* _WHAT TO DO_
Recast every line of the listing below as a JSON list of strings, one string per line, with blank lines left out. Omit the pictures from your answer.

Position annotation records:

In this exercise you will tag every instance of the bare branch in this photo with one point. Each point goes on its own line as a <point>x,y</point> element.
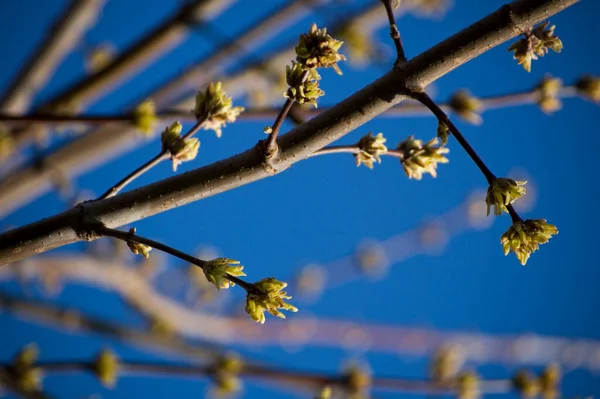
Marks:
<point>60,40</point>
<point>164,37</point>
<point>394,32</point>
<point>298,144</point>
<point>163,155</point>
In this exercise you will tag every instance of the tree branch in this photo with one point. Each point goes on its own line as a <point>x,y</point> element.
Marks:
<point>443,118</point>
<point>405,109</point>
<point>163,155</point>
<point>113,139</point>
<point>298,144</point>
<point>394,32</point>
<point>127,236</point>
<point>9,382</point>
<point>164,37</point>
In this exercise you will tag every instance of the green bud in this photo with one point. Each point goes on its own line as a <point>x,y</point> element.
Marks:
<point>6,142</point>
<point>27,375</point>
<point>317,49</point>
<point>144,117</point>
<point>587,86</point>
<point>467,385</point>
<point>502,192</point>
<point>371,148</point>
<point>418,159</point>
<point>216,271</point>
<point>302,90</point>
<point>358,381</point>
<point>215,107</point>
<point>106,367</point>
<point>226,378</point>
<point>526,384</point>
<point>547,92</point>
<point>525,237</point>
<point>466,106</point>
<point>180,150</point>
<point>137,248</point>
<point>445,364</point>
<point>266,295</point>
<point>443,133</point>
<point>535,43</point>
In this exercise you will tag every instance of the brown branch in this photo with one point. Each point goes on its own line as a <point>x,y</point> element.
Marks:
<point>404,109</point>
<point>185,322</point>
<point>298,144</point>
<point>394,32</point>
<point>271,141</point>
<point>60,39</point>
<point>353,149</point>
<point>443,118</point>
<point>127,236</point>
<point>301,378</point>
<point>9,382</point>
<point>113,139</point>
<point>163,155</point>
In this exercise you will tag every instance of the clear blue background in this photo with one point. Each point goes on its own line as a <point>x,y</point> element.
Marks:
<point>326,206</point>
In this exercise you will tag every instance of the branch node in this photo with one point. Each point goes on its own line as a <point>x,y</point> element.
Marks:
<point>88,228</point>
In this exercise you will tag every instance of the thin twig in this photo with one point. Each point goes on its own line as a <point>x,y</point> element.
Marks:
<point>353,149</point>
<point>299,143</point>
<point>405,109</point>
<point>443,118</point>
<point>6,380</point>
<point>162,156</point>
<point>127,236</point>
<point>300,377</point>
<point>394,32</point>
<point>271,142</point>
<point>160,40</point>
<point>59,41</point>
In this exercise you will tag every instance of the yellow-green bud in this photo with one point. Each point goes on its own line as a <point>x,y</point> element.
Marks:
<point>371,148</point>
<point>217,270</point>
<point>106,367</point>
<point>589,86</point>
<point>266,295</point>
<point>317,49</point>
<point>180,150</point>
<point>466,106</point>
<point>547,92</point>
<point>525,237</point>
<point>418,159</point>
<point>502,192</point>
<point>137,248</point>
<point>215,108</point>
<point>144,117</point>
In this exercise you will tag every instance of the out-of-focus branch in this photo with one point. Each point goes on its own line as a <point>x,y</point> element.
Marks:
<point>299,331</point>
<point>166,36</point>
<point>314,380</point>
<point>9,382</point>
<point>299,143</point>
<point>60,39</point>
<point>404,109</point>
<point>113,139</point>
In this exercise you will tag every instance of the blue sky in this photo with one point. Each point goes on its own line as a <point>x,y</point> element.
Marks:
<point>326,206</point>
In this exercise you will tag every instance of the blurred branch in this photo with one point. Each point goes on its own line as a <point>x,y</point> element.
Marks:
<point>296,331</point>
<point>404,109</point>
<point>113,139</point>
<point>301,378</point>
<point>60,39</point>
<point>299,143</point>
<point>9,382</point>
<point>150,47</point>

* _ANSWER TO THIS PROBLEM_
[
  "In this exercise you will tag every instance of the bare branch in this photo with one point. Each point goes on its own line as a <point>x,y</point> element.",
  "Marks:",
  "<point>60,40</point>",
  "<point>164,37</point>",
  "<point>394,32</point>",
  "<point>298,144</point>",
  "<point>163,155</point>",
  "In this exercise you will tag every instance of the tree branch in this photo with one point. Each point goes on its own line as a <point>x,y</point> element.",
  "Marks:",
  "<point>443,118</point>",
  "<point>405,109</point>",
  "<point>163,155</point>",
  "<point>113,139</point>",
  "<point>298,144</point>",
  "<point>394,32</point>",
  "<point>127,236</point>",
  "<point>9,382</point>",
  "<point>164,37</point>",
  "In this exercise you will tag every instance of the green bud in this photo with one point. Each point goes on its own line as a <point>x,y</point> element.",
  "Marks:",
  "<point>6,142</point>",
  "<point>27,375</point>",
  "<point>317,49</point>",
  "<point>144,117</point>",
  "<point>587,86</point>",
  "<point>467,385</point>",
  "<point>502,192</point>",
  "<point>371,148</point>",
  "<point>418,159</point>",
  "<point>216,271</point>",
  "<point>302,90</point>",
  "<point>358,381</point>",
  "<point>215,107</point>",
  "<point>106,367</point>",
  "<point>226,378</point>",
  "<point>526,384</point>",
  "<point>547,92</point>",
  "<point>525,237</point>",
  "<point>466,106</point>",
  "<point>180,150</point>",
  "<point>137,248</point>",
  "<point>445,364</point>",
  "<point>266,295</point>",
  "<point>443,133</point>",
  "<point>535,43</point>",
  "In this exercise you will tag every instance of the brown branch in this photo with one point. Each point goes on its own line as a <point>x,y</point> element.",
  "Marks:",
  "<point>404,109</point>",
  "<point>185,322</point>",
  "<point>298,144</point>",
  "<point>394,32</point>",
  "<point>271,141</point>",
  "<point>60,39</point>",
  "<point>353,149</point>",
  "<point>443,118</point>",
  "<point>127,236</point>",
  "<point>301,378</point>",
  "<point>9,382</point>",
  "<point>113,139</point>",
  "<point>163,155</point>",
  "In this exercise you will tag every instance of the clear blue background in this photo with one point. Each point goes on its own line as a <point>x,y</point> element.",
  "Marks:",
  "<point>326,206</point>",
  "In this exercise you will tag every instance of the branch node in this photo with one point. Each point goes on its own line as a <point>x,y</point> element.",
  "Marks:",
  "<point>88,228</point>",
  "In this exercise you will tag every instance of the thin twig in this photo with one point. Each point goes on its own line as a <point>x,y</point> element.",
  "Marks:",
  "<point>353,149</point>",
  "<point>299,143</point>",
  "<point>405,109</point>",
  "<point>443,118</point>",
  "<point>6,380</point>",
  "<point>162,156</point>",
  "<point>127,236</point>",
  "<point>300,377</point>",
  "<point>394,32</point>",
  "<point>271,142</point>",
  "<point>160,40</point>",
  "<point>59,41</point>",
  "In this exercise you will tag every instance of the yellow-green bud in this photo with one point. Each point goes on its own line as a <point>x,y</point> element.",
  "Marks:",
  "<point>371,148</point>",
  "<point>217,270</point>",
  "<point>106,367</point>",
  "<point>589,86</point>",
  "<point>266,295</point>",
  "<point>317,49</point>",
  "<point>180,150</point>",
  "<point>466,106</point>",
  "<point>547,92</point>",
  "<point>525,237</point>",
  "<point>418,159</point>",
  "<point>502,192</point>",
  "<point>137,248</point>",
  "<point>215,108</point>",
  "<point>144,117</point>",
  "In this exercise you will tag every instance of the out-of-focus branch in this photo with one point. Each point goes on its own line as a <point>x,y</point> element.",
  "Marks:",
  "<point>299,331</point>",
  "<point>166,36</point>",
  "<point>314,380</point>",
  "<point>9,382</point>",
  "<point>299,143</point>",
  "<point>60,39</point>",
  "<point>404,109</point>",
  "<point>113,139</point>",
  "In this exercise you will tag every instance of the blue sky in this photo with one point. Each point goes on its own line as a <point>x,y</point> element.",
  "Marks:",
  "<point>326,206</point>",
  "In this exercise you will tag every instance of the blurred branch in this photo with one point. Each point goes on its own line as a <point>x,y</point> element.",
  "Marks:",
  "<point>296,331</point>",
  "<point>404,109</point>",
  "<point>113,139</point>",
  "<point>301,378</point>",
  "<point>60,39</point>",
  "<point>299,143</point>",
  "<point>9,382</point>",
  "<point>150,47</point>"
]